Le tue istruzioni: Trascrivi tali e quali tutte le righe riportate qui sotto, senza cambiare nulla.
════════════════════
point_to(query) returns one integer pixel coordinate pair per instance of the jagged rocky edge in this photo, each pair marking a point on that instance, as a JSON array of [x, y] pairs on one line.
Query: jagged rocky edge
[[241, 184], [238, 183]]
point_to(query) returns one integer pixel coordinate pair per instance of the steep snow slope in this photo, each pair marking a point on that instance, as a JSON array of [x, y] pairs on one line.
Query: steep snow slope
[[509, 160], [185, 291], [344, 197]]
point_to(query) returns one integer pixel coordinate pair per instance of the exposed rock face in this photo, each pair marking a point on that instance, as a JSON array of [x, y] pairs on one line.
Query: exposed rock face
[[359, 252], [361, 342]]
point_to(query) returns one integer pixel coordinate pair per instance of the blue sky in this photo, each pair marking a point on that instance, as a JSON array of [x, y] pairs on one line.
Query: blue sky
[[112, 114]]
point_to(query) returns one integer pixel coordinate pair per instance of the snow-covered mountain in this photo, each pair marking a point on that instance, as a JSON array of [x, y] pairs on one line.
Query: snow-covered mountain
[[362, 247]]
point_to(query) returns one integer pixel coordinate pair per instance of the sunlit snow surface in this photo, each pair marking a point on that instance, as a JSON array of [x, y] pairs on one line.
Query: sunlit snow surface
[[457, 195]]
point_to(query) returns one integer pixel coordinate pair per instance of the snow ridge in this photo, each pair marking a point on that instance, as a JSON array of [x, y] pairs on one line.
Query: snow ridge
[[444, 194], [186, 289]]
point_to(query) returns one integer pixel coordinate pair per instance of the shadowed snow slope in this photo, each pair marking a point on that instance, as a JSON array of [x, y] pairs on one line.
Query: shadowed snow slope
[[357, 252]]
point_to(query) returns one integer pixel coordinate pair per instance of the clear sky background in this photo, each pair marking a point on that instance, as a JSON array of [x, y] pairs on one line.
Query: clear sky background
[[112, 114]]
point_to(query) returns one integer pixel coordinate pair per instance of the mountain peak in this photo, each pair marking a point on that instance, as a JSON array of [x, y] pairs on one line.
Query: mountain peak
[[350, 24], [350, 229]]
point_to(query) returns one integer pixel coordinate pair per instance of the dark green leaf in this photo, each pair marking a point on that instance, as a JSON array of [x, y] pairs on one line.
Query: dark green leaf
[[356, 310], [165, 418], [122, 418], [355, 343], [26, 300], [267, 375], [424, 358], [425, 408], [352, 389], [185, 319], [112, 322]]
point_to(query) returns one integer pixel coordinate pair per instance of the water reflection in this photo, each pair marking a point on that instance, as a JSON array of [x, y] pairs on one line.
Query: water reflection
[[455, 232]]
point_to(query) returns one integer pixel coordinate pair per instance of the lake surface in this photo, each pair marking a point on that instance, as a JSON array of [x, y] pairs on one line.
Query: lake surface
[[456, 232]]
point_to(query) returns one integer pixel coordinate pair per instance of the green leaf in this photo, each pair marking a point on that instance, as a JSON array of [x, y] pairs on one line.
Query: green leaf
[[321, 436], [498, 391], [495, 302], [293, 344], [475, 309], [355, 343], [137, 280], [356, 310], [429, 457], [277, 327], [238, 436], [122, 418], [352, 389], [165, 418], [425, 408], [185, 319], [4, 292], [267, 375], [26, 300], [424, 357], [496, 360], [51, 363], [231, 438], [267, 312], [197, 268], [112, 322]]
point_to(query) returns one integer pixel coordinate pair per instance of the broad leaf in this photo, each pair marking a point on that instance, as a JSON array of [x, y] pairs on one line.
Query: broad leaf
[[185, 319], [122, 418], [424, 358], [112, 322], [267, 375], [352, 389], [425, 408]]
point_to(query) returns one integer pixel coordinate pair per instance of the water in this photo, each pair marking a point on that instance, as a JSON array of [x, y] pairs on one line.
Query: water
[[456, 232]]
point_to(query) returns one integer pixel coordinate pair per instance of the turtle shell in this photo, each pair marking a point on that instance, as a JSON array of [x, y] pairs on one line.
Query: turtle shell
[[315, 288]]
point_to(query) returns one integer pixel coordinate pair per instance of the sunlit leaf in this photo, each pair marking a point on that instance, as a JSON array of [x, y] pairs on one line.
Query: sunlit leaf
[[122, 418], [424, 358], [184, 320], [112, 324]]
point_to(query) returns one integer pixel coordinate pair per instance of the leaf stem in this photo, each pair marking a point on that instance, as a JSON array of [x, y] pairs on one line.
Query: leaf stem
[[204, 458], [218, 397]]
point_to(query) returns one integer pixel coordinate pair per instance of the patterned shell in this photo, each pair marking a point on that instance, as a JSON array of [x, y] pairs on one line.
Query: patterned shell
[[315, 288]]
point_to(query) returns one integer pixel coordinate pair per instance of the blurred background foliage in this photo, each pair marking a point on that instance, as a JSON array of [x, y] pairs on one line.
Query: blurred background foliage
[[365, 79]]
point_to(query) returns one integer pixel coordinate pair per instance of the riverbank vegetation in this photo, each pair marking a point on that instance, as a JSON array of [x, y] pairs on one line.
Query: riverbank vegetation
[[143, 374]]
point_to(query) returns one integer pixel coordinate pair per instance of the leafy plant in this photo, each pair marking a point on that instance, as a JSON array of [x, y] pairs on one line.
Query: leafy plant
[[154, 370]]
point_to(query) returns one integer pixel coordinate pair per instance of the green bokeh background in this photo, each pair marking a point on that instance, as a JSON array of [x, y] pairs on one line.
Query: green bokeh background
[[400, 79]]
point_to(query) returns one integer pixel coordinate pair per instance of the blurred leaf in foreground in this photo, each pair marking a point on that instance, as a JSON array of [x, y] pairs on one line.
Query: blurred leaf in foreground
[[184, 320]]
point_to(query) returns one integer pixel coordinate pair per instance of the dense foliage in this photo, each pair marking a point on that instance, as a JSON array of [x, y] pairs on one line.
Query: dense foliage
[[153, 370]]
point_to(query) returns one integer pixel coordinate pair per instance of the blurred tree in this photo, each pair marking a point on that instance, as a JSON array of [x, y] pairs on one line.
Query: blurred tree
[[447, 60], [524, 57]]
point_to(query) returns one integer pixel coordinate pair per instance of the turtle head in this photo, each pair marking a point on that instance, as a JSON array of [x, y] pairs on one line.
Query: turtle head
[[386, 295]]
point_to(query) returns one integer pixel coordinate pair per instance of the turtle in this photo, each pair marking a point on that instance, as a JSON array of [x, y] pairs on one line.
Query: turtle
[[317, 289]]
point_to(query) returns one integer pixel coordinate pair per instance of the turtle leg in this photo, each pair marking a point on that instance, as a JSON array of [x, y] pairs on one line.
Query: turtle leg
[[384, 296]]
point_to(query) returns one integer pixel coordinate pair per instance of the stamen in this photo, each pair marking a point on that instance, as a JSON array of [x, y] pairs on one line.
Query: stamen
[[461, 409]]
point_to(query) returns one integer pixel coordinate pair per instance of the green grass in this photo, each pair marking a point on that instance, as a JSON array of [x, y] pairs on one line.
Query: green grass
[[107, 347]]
════════════════════
Risultato del compito:
point_to(query) returns one integer pixel coordinate pair per instance of the jagged rocky edge in this photo, each pair marking a point on that instance, as a JSON array of [x, y] pairs on one line.
Query: jagged rocky edge
[[241, 184], [238, 183]]
point_to(query) returns one integer pixel coordinate pair per instance of the steep snow slope in this photo, each pair marking a point on that instance, as a JSON array of [x, y] pairs on one line.
Query: steep snow slope
[[509, 160], [185, 291], [344, 197]]
point_to(query) returns one integer pixel coordinate pair per instance of the exposed rock face in this photo, each pair marking a point on that instance, as a JSON array of [x, y] pairs on one line.
Query: exposed rock face
[[359, 252], [361, 342]]
point_to(query) returns one integer pixel coordinate pair per instance of the blue sky in this photo, each pair marking a point on that instance, as a JSON array of [x, y] pairs on one line.
Query: blue sky
[[112, 114]]
point_to(query) returns one integer pixel coordinate pair per instance of the snow-covered mountain in this photo, each pair marking a point on that instance, as a JSON array of [x, y] pairs on one line.
Query: snow-covered mountain
[[362, 247]]
point_to(query) returns one integer pixel coordinate pair per instance of the sunlit snow surface in this photo, each pair marking a point on that instance, as a JSON array of [x, y] pairs on one line.
Query: sunlit snow surface
[[457, 195]]
point_to(query) returns one integer pixel coordinate pair per instance of the snow ridge in this photo, each pair marking a point on that instance, as a JSON array of [x, y] pairs on one line.
Query: snow ridge
[[444, 194], [186, 289]]
point_to(query) returns one integer pixel coordinate pair per instance of the shadowed snow slope in this photo, each pair marking a point on that instance, as a JSON array of [x, y] pairs on one line.
Query: shadowed snow slope
[[357, 252]]
point_to(query) returns one integer pixel coordinate pair per instance of the clear sky background in this photo, each pair marking a point on that instance, as a JSON array of [x, y] pairs on one line.
Query: clear sky background
[[112, 114]]
point_to(query) returns one integer pixel coordinate pair per instance of the mountain peak in this photo, each pair marking a point on that instance, as a JSON array of [x, y] pairs on one line.
Query: mountain peak
[[350, 24], [350, 229]]
point_to(query) returns one integer pixel coordinate pair per instance of the dark green leaf in this photo, each pair marking a point on that instance, as a JSON array of [x, y] pairs on one line.
Query: dark green leaf
[[356, 310], [165, 418], [122, 418], [355, 343], [26, 300], [267, 375], [424, 358], [425, 408], [352, 389], [185, 319], [112, 322]]
point_to(query) returns one integer pixel coordinate pair per instance of the water reflection in this photo, each pair marking a point on that instance, as a JSON array of [x, y] pairs on one line.
Query: water reflection
[[455, 232]]
point_to(query) returns one integer pixel coordinate pair per instance of the lake surface in this photo, each pair marking a point on that instance, as a JSON array of [x, y] pairs on one line.
Query: lake surface
[[456, 232]]
point_to(query) returns one integer pixel coordinate pair per instance of the green leaf in this photo, each pair marking a point on that instance, as a JSON array of [x, y] pairs on one line.
Query: green leaf
[[321, 436], [498, 391], [495, 302], [293, 344], [475, 309], [355, 343], [137, 280], [356, 310], [429, 457], [277, 327], [238, 436], [122, 418], [352, 389], [165, 418], [425, 408], [185, 319], [4, 292], [267, 375], [26, 300], [424, 357], [496, 360], [51, 363], [231, 438], [267, 312], [197, 268], [112, 322]]
point_to(query) returns one integer pixel coordinate pair per instance of the broad leaf in this photo, each pair marking a point on that instance, as a JSON array of [x, y] pairs on one line.
Query: broad leaf
[[185, 319], [122, 418], [424, 358], [112, 322], [267, 375], [352, 389], [425, 408]]
point_to(query) returns one integer pixel coordinate pair per instance of the water in this photo, each pair marking a point on that instance, as a JSON array of [x, y] pairs on one line.
Query: water
[[456, 232]]
point_to(query) returns one integer pixel coordinate pair per instance of the turtle shell in this photo, each pair marking a point on that instance, as a JSON array of [x, y] pairs on one line.
Query: turtle shell
[[315, 288]]
point_to(query) returns one integer pixel coordinate pair per instance of the sunlit leaf in this photo, each pair marking a point on that instance, as a JSON array of [x, y] pairs on one line.
Query: sunlit leaf
[[122, 418], [424, 358], [184, 320], [112, 324]]
point_to(query) returns one integer pixel coordinate pair per instance of the leaf stem in this photo, each pair marking a point on that instance, as a JSON array of [x, y] pairs on one line.
Query: leaf stem
[[204, 458], [218, 397]]
point_to(query) returns one integer pixel coordinate pair per instance of the patterned shell in this photo, each pair marking a point on that instance, as a JSON array of [x, y] pairs on one line.
Query: patterned shell
[[315, 288]]
point_to(query) returns one integer pixel coordinate pair per instance of the blurred background foliage in this photo, each pair marking a point on that instance, as a JSON array of [x, y] pairs on one line.
Query: blurred background foliage
[[365, 79]]
point_to(query) returns one integer pixel coordinate pair per instance of the riverbank vegetation in this photo, each pair marking a point on that instance, as a JSON array of [x, y] pairs on one line.
Query: riverbank vegetation
[[143, 374]]
point_to(query) returns one integer pixel coordinate pair per instance of the leafy plant in this photo, each pair marking a point on that instance, as a JSON array of [x, y] pairs on one line.
Query: leafy plant
[[154, 370]]
point_to(query) returns one integer pixel coordinate pair per instance of the green bokeh background in this photo, each pair marking a point on that instance, as a JSON array of [x, y] pairs on one line.
Query: green bokeh background
[[400, 79]]
point_to(query) returns one integer pixel coordinate pair per instance of the blurred leaf in foreground in this photo, each pair marking a point on that instance, as a JSON array of [x, y] pairs on one line.
Query: blurred leaf in foreground
[[184, 320]]
point_to(query) returns one integer pixel coordinate pair per instance of the dense foliage in this photo, each pair marking a point on that instance, as a JSON array of [x, y] pairs on one line.
Query: dense foliage
[[153, 370]]
point_to(query) returns one integer pixel coordinate pair per instance of the blurred tree in this photo, each pair marking a point on that instance, as a JSON array of [x, y] pairs on one line.
Query: blurred tree
[[447, 60], [524, 57]]
point_to(query) returns one integer pixel coordinate pair per instance of the turtle head in this photo, each pair marking a point on that instance, as a JSON array of [x, y] pairs on one line.
Query: turtle head
[[386, 295]]
point_to(query) returns one integer pixel coordinate pair per instance of the turtle in this photo, each pair marking a point on that instance, as a JSON array of [x, y] pairs on one line.
Query: turtle
[[317, 289]]
point_to(query) returns one integer pixel coordinate pair per instance of the turtle leg in this photo, each pair marking a point on that instance, as a JSON array of [x, y] pairs on one line.
Query: turtle leg
[[384, 296]]
point_to(query) returns one integer pixel coordinate pair per instance of the stamen in this photo, each pair marking a point on that instance, as a JSON array of [x, y] pairs on one line.
Query: stamen
[[461, 409]]
point_to(query) returns one integer pixel coordinate pair per instance of the green grass in this photo, each pair marking a point on that instance, as a JSON array of [x, y] pairs on one line.
Query: green grass
[[107, 347]]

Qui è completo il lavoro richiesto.